Input rows:
----

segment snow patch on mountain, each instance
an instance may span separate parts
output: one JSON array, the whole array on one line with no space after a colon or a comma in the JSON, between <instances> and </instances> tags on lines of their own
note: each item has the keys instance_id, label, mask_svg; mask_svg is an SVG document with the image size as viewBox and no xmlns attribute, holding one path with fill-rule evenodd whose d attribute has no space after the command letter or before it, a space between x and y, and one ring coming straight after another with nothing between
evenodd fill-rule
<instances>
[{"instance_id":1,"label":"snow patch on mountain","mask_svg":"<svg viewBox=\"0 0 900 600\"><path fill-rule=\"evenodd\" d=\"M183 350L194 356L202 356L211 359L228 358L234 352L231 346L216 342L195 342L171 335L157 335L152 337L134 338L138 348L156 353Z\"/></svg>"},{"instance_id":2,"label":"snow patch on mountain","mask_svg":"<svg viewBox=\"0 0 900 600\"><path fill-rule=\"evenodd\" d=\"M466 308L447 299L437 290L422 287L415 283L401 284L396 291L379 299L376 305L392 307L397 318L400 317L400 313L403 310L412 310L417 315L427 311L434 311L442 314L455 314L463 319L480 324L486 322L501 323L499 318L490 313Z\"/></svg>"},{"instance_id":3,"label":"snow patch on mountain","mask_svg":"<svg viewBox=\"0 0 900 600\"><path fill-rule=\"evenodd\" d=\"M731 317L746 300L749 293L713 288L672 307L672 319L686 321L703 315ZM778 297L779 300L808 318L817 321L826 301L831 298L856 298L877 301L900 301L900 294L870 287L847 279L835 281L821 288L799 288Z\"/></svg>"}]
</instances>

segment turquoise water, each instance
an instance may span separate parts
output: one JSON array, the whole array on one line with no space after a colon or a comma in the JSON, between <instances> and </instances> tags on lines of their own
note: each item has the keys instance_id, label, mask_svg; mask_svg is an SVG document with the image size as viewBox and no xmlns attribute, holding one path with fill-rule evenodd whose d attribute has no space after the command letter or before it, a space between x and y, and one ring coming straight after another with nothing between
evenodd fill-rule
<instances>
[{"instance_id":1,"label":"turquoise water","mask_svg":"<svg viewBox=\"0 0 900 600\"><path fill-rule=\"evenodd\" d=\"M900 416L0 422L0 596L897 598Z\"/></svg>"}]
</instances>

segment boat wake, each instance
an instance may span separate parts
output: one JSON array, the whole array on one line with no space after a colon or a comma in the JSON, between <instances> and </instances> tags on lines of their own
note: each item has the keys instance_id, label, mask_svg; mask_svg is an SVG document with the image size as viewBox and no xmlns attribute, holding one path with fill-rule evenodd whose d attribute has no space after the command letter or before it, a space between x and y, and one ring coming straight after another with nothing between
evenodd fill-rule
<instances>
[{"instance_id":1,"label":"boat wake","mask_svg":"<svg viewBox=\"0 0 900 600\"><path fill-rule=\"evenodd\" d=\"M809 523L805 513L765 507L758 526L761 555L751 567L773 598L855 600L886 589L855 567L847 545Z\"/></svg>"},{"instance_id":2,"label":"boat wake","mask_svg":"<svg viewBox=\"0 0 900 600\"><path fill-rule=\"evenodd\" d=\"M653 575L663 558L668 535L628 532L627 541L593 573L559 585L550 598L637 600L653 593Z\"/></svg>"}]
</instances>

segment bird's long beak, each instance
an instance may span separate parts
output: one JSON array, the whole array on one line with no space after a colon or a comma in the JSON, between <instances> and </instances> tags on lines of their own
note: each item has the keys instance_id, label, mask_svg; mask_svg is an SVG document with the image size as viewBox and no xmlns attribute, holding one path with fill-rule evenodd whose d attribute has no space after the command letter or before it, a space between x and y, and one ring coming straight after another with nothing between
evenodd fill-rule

----

Please give the number of lines above that contain the string "turquoise", counting case, and reply with the number alone.

Answer to the task: 2